**Directions**
Each line from the first line of the entries through the line holding "An accessibility tool is trying to find the dust trail" is to be restated word for word; nothing else, and no picture, belongs in the answer.
═════ Records for processing
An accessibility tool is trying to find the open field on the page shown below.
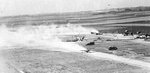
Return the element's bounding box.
[0,7,150,27]
[1,7,150,73]
[1,48,150,73]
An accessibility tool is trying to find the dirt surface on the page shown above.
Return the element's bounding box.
[1,48,150,73]
[76,34,150,58]
[1,7,150,73]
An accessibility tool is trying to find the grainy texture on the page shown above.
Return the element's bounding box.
[1,48,149,73]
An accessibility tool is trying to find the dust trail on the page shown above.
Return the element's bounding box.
[0,23,150,72]
[0,24,97,51]
[0,23,99,73]
[87,51,150,69]
[0,24,98,73]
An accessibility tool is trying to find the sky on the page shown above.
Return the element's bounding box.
[0,0,150,16]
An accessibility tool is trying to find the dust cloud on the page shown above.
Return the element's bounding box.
[0,23,99,73]
[0,23,98,51]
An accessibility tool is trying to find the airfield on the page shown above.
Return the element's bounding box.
[1,7,150,73]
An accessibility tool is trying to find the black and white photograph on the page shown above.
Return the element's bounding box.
[0,0,150,73]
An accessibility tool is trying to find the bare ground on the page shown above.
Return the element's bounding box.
[0,48,150,73]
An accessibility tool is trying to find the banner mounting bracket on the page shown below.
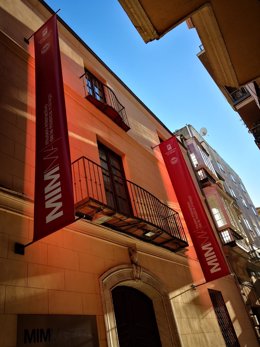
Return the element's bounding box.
[14,241,34,255]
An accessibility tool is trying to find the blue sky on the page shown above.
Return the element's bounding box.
[45,0,260,207]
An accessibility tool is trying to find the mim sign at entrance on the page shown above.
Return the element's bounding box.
[17,315,99,347]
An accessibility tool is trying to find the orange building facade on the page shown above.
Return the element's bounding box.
[0,1,258,346]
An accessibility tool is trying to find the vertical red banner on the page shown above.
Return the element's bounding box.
[159,137,229,282]
[33,15,74,241]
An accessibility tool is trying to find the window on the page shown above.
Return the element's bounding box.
[211,207,226,228]
[197,146,217,176]
[229,187,237,199]
[230,174,236,183]
[190,152,199,167]
[220,230,234,244]
[253,224,260,237]
[85,69,105,102]
[217,161,225,172]
[242,216,253,231]
[240,183,246,192]
[241,198,248,208]
[98,143,132,216]
[208,289,240,347]
[222,198,241,232]
[84,69,130,132]
[251,206,258,216]
[197,169,206,180]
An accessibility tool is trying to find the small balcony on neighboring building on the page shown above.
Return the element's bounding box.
[203,185,244,246]
[185,137,218,186]
[72,156,188,252]
[225,86,251,106]
[82,69,130,132]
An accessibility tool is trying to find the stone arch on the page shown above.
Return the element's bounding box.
[100,264,181,347]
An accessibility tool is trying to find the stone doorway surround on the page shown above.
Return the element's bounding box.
[100,264,181,347]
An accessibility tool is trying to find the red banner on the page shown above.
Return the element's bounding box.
[33,15,74,241]
[159,137,229,282]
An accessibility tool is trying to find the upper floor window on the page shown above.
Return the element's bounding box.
[239,183,246,193]
[230,174,236,183]
[190,152,199,167]
[217,161,225,172]
[251,206,258,216]
[85,69,105,102]
[253,224,260,237]
[229,187,237,199]
[212,207,226,228]
[242,216,253,231]
[197,146,217,176]
[83,69,130,132]
[241,198,248,208]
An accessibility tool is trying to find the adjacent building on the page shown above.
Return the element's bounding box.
[175,124,260,337]
[0,1,259,346]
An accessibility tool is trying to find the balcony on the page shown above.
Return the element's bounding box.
[72,156,188,252]
[83,72,130,132]
[225,86,251,105]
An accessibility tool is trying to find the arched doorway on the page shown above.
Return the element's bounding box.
[112,286,162,347]
[100,265,181,347]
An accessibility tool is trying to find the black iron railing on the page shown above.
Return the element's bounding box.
[103,85,129,126]
[72,156,187,243]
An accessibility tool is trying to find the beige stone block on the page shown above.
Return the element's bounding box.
[48,290,83,314]
[0,314,17,347]
[24,241,48,264]
[0,258,27,286]
[0,232,8,258]
[63,231,91,253]
[205,332,226,347]
[177,318,193,335]
[88,239,117,261]
[64,270,97,293]
[200,317,220,333]
[44,230,65,247]
[184,332,217,347]
[0,285,5,313]
[0,210,30,238]
[47,244,79,270]
[28,264,65,290]
[171,302,183,318]
[79,253,106,275]
[5,286,49,313]
[111,245,129,263]
[82,293,103,315]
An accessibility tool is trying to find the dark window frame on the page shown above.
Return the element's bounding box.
[98,143,132,216]
[85,69,106,103]
[208,289,240,347]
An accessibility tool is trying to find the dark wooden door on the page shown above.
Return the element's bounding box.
[112,286,162,347]
[98,144,132,216]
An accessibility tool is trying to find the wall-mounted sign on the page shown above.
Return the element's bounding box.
[17,315,99,346]
[159,136,230,282]
[33,15,75,242]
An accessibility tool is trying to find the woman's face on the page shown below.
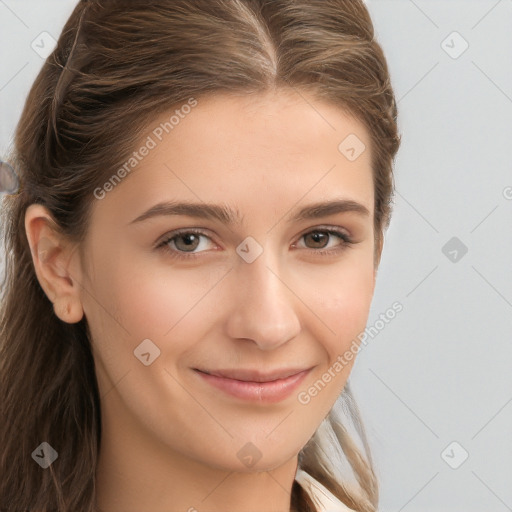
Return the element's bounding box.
[77,88,379,473]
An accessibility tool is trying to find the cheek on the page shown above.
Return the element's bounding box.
[100,255,228,354]
[295,261,374,412]
[81,250,203,372]
[113,270,207,337]
[311,257,375,355]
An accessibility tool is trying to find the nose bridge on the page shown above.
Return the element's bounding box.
[225,240,301,349]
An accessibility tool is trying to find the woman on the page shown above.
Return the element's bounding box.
[0,1,401,511]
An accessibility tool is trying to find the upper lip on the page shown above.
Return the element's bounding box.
[195,367,312,382]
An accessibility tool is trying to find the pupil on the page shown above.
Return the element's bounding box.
[310,232,326,247]
[177,234,199,251]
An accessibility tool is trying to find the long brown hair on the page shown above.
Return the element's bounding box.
[0,1,400,510]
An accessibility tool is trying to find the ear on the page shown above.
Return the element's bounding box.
[24,204,84,324]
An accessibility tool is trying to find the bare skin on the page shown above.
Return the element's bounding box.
[25,88,381,512]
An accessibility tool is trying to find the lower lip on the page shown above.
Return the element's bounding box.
[194,369,311,403]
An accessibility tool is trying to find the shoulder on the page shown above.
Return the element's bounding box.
[295,468,357,512]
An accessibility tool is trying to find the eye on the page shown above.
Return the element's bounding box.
[156,226,354,261]
[294,228,353,256]
[156,229,215,260]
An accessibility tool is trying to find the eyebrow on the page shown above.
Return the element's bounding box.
[128,199,370,226]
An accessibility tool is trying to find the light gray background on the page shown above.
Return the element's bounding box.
[1,1,511,511]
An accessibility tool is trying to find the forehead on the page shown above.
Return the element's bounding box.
[91,88,374,225]
[170,89,372,161]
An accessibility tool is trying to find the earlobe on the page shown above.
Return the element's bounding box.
[53,297,84,324]
[24,204,84,324]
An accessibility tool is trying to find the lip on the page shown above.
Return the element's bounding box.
[193,367,313,403]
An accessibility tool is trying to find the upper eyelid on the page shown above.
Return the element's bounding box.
[156,227,215,247]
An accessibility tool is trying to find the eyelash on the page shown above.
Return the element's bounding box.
[156,227,354,261]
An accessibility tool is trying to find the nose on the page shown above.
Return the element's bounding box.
[224,248,302,351]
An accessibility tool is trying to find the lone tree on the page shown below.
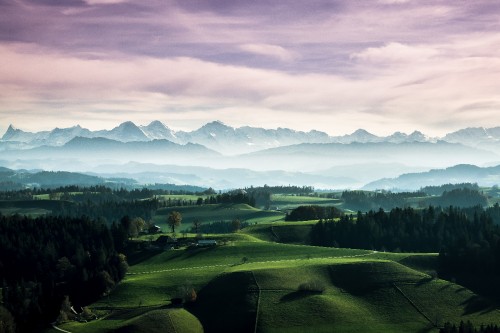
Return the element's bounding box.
[168,211,182,234]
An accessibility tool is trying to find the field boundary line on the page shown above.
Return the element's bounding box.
[251,271,262,333]
[392,283,436,327]
[127,251,377,275]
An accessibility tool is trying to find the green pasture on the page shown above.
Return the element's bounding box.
[60,308,203,333]
[270,195,342,210]
[52,214,500,333]
[58,239,500,333]
[153,204,285,229]
[243,221,317,243]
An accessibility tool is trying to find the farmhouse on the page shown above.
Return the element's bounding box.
[148,224,161,234]
[196,239,217,247]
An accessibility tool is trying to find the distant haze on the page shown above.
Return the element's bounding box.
[1,1,500,135]
[2,121,500,189]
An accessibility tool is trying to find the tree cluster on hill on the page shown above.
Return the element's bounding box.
[341,190,425,211]
[486,203,500,225]
[0,214,128,332]
[285,205,342,221]
[433,188,488,208]
[421,183,480,196]
[52,198,160,223]
[244,188,272,209]
[192,191,257,207]
[245,185,314,195]
[0,181,25,192]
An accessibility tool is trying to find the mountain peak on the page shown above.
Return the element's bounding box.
[352,129,372,135]
[147,120,168,128]
[197,120,234,133]
[116,121,138,129]
[2,124,23,141]
[140,120,177,141]
[108,121,148,142]
[204,120,230,128]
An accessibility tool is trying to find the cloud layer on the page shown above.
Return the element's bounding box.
[0,0,500,135]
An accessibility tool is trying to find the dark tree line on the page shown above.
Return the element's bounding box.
[0,214,129,332]
[421,183,480,196]
[440,321,500,333]
[190,192,257,207]
[245,185,314,195]
[245,188,272,209]
[285,205,343,221]
[341,188,488,211]
[310,206,500,277]
[51,198,160,223]
[341,190,425,211]
[433,188,488,208]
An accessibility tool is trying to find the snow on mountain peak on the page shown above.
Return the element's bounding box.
[140,120,177,141]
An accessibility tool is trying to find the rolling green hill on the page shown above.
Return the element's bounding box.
[52,235,500,333]
[243,221,316,244]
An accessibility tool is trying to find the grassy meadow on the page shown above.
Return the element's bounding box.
[49,201,500,333]
[6,193,499,332]
[153,203,286,230]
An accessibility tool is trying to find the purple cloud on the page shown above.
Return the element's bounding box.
[0,0,500,135]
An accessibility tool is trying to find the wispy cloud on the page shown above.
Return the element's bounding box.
[0,1,500,135]
[239,44,297,62]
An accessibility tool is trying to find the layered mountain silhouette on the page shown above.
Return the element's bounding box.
[3,120,500,156]
[2,121,500,189]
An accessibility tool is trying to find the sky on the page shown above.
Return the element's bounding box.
[1,0,500,136]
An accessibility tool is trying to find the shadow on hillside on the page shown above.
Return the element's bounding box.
[186,272,258,333]
[184,246,217,258]
[461,295,498,315]
[280,290,322,302]
[163,246,217,262]
[127,249,163,266]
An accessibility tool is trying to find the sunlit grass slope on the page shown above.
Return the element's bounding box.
[243,221,317,243]
[153,204,285,228]
[57,236,500,333]
[62,308,203,333]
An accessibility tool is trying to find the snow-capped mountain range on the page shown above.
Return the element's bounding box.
[2,120,500,155]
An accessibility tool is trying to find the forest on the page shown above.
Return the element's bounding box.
[285,205,342,221]
[0,214,129,332]
[341,188,488,211]
[310,205,500,295]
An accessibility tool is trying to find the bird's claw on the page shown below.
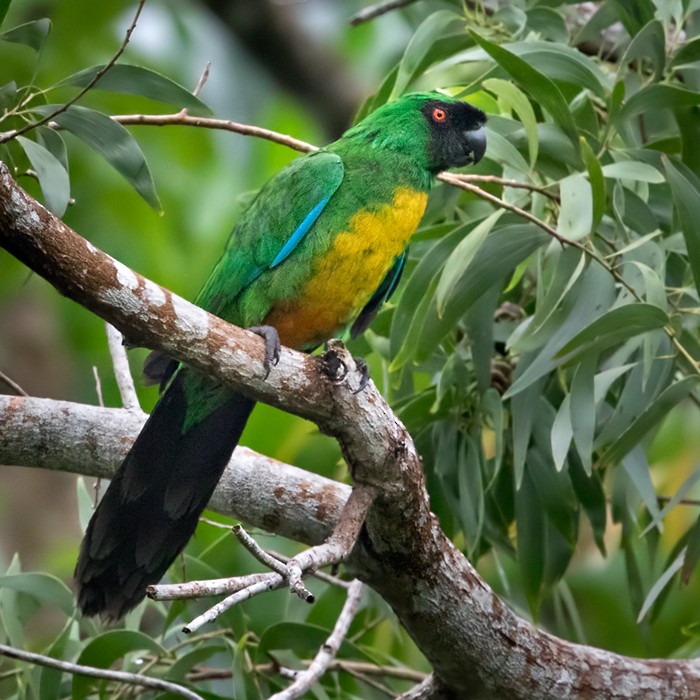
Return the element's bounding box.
[320,341,371,393]
[248,325,281,379]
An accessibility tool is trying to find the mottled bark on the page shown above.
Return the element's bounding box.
[2,163,700,698]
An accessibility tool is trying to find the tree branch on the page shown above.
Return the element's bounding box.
[0,643,203,700]
[2,164,700,698]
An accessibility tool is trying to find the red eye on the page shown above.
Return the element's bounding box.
[432,107,447,122]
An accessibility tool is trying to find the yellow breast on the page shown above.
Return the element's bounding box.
[264,186,428,349]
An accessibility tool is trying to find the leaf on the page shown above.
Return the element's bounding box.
[416,224,550,363]
[16,136,70,216]
[516,471,545,617]
[618,84,700,122]
[483,127,530,173]
[34,104,160,210]
[600,377,699,467]
[664,156,700,296]
[617,19,666,81]
[391,10,462,98]
[570,356,596,474]
[73,630,166,700]
[569,454,607,554]
[0,0,11,27]
[435,209,504,315]
[682,514,700,585]
[621,446,662,525]
[0,18,50,52]
[0,573,73,615]
[557,174,592,241]
[671,35,700,68]
[551,393,573,472]
[555,303,669,362]
[511,379,543,487]
[506,264,616,398]
[468,32,579,145]
[580,136,605,228]
[642,463,700,536]
[637,550,684,623]
[601,161,665,183]
[61,64,211,116]
[483,78,538,168]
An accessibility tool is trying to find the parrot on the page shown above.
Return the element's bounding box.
[75,91,487,619]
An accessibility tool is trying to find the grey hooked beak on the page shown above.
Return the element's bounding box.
[465,126,487,164]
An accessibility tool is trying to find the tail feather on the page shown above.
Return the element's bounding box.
[75,369,255,620]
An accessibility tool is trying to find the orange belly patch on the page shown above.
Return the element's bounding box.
[265,186,428,349]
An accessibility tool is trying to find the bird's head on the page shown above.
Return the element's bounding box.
[344,92,487,174]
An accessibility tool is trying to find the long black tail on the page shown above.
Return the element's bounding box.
[75,369,255,619]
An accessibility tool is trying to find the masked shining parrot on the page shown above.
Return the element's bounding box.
[75,91,487,619]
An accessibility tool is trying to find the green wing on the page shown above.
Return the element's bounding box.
[196,150,344,315]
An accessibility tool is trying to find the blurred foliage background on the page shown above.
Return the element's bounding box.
[2,0,700,697]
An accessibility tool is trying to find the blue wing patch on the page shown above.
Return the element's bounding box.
[270,195,331,268]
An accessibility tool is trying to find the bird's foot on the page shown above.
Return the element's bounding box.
[320,339,370,393]
[248,325,281,379]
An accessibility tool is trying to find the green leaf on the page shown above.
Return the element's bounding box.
[468,32,579,145]
[602,377,699,468]
[516,471,545,617]
[569,454,607,555]
[416,224,550,363]
[0,573,73,615]
[682,514,700,585]
[601,161,665,183]
[551,393,572,472]
[483,78,538,168]
[671,35,700,68]
[35,105,160,210]
[555,303,669,362]
[0,18,50,52]
[617,19,665,81]
[0,1,11,27]
[391,10,462,98]
[557,174,592,241]
[570,356,596,475]
[637,550,684,623]
[483,127,530,174]
[511,379,543,487]
[609,0,656,36]
[664,156,700,296]
[435,209,504,315]
[618,84,700,122]
[73,630,166,700]
[16,136,70,216]
[580,137,605,228]
[642,464,700,537]
[60,64,212,116]
[506,264,616,397]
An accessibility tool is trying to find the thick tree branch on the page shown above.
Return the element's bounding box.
[2,164,700,698]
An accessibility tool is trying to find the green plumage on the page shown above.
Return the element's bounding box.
[75,92,487,618]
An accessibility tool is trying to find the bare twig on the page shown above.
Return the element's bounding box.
[449,173,560,202]
[269,579,364,700]
[0,0,146,144]
[349,0,418,26]
[191,63,211,99]
[265,548,352,589]
[438,172,571,247]
[147,572,275,601]
[0,642,204,700]
[0,370,28,396]
[285,483,376,601]
[105,322,141,411]
[110,113,317,153]
[232,524,288,574]
[183,573,283,634]
[256,659,426,683]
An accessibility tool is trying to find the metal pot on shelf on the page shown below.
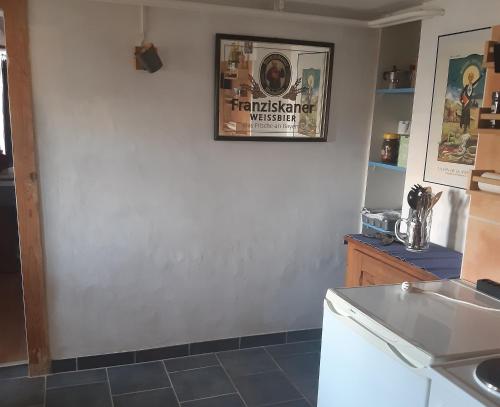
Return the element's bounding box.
[382,65,411,89]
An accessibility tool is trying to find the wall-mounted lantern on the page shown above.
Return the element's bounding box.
[134,5,163,73]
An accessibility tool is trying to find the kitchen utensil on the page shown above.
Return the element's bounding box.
[430,191,442,210]
[398,185,437,251]
[491,91,500,128]
[407,184,424,209]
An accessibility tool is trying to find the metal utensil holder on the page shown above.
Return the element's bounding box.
[395,209,432,252]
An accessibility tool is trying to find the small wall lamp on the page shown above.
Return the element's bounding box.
[135,5,163,73]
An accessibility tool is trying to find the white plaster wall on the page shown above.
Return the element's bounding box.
[404,0,500,252]
[28,0,378,358]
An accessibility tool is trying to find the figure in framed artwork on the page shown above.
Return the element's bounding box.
[437,55,485,166]
[266,61,285,92]
[460,69,483,132]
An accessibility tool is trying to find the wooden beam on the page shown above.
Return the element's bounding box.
[0,0,50,375]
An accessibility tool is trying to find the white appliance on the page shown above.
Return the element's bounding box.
[429,355,500,407]
[317,280,500,407]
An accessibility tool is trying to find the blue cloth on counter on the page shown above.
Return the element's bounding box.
[346,234,462,280]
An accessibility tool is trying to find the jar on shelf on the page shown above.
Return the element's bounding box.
[380,133,400,165]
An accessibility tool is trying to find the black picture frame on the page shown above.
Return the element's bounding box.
[214,34,334,142]
[423,27,491,189]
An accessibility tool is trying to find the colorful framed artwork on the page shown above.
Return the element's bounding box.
[424,28,490,189]
[214,34,334,141]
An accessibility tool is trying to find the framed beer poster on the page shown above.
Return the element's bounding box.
[215,34,334,141]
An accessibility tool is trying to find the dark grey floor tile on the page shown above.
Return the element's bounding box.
[276,353,319,405]
[287,329,322,343]
[78,351,134,370]
[47,368,107,389]
[181,394,244,407]
[46,382,112,407]
[268,400,311,407]
[300,380,318,406]
[190,338,239,354]
[169,366,234,402]
[51,358,77,373]
[217,348,278,377]
[274,353,320,385]
[231,370,301,407]
[108,361,170,395]
[164,354,219,372]
[240,333,285,348]
[0,376,45,407]
[113,387,178,407]
[0,364,28,380]
[266,341,320,358]
[136,344,189,363]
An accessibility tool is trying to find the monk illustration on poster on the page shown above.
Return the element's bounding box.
[438,54,485,166]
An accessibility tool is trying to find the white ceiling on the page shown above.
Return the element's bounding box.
[93,0,433,22]
[176,0,428,20]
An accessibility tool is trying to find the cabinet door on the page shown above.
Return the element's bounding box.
[360,253,420,286]
[318,301,430,407]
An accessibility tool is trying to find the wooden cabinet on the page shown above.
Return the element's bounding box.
[345,236,439,287]
[461,25,500,284]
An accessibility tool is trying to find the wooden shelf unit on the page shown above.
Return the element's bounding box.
[462,25,500,283]
[469,170,500,189]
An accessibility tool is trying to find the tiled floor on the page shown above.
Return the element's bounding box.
[0,340,320,407]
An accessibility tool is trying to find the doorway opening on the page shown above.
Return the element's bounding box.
[0,0,50,376]
[0,12,28,367]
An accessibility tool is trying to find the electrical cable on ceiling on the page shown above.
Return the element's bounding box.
[139,4,145,45]
[274,0,285,12]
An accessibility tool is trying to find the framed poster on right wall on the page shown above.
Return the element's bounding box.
[424,27,490,189]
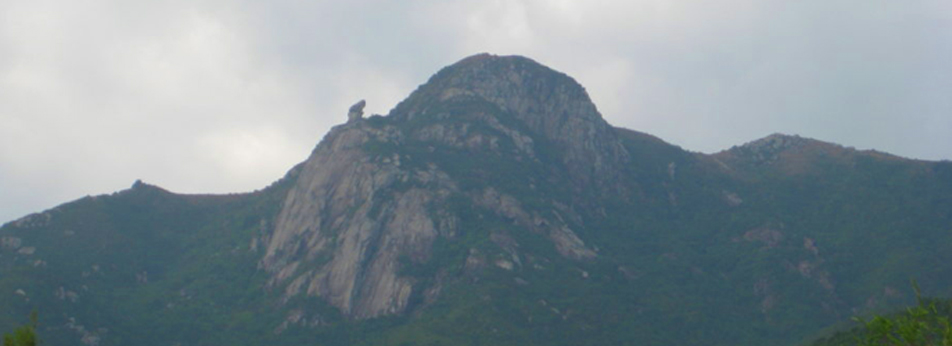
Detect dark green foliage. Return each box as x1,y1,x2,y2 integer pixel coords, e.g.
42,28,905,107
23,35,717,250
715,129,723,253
0,179,298,346
856,301,952,346
810,287,952,346
3,312,37,346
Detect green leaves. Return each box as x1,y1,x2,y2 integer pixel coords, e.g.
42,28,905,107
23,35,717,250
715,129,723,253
855,300,952,346
2,312,37,346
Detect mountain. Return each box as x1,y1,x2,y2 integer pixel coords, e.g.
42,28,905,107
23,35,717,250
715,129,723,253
2,53,951,346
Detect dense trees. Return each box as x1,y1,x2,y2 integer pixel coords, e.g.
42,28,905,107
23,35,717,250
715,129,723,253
2,312,37,346
811,285,952,346
855,294,952,346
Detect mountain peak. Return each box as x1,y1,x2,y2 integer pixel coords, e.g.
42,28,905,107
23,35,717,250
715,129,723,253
387,54,629,192
126,179,168,194
714,133,901,175
430,53,574,85
260,54,632,319
440,52,528,68
431,53,569,80
391,53,596,124
739,133,812,151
══════════
**Solution to this problem**
An accessibility tool is trying to find the open field on the page shown below.
Return the element's bounding box.
[0,7,150,27]
[1,7,150,73]
[1,48,150,73]
An accessibility tool is trying to find the dirt surface on the page shown above.
Return the element's bounding box.
[1,48,150,73]
[76,34,150,58]
[1,7,150,73]
An accessibility tool is trying to find the grainy texture on the page shown above.
Return the element's bounding box.
[1,48,149,73]
An accessibility tool is trying to find the dust trail on the page shown above.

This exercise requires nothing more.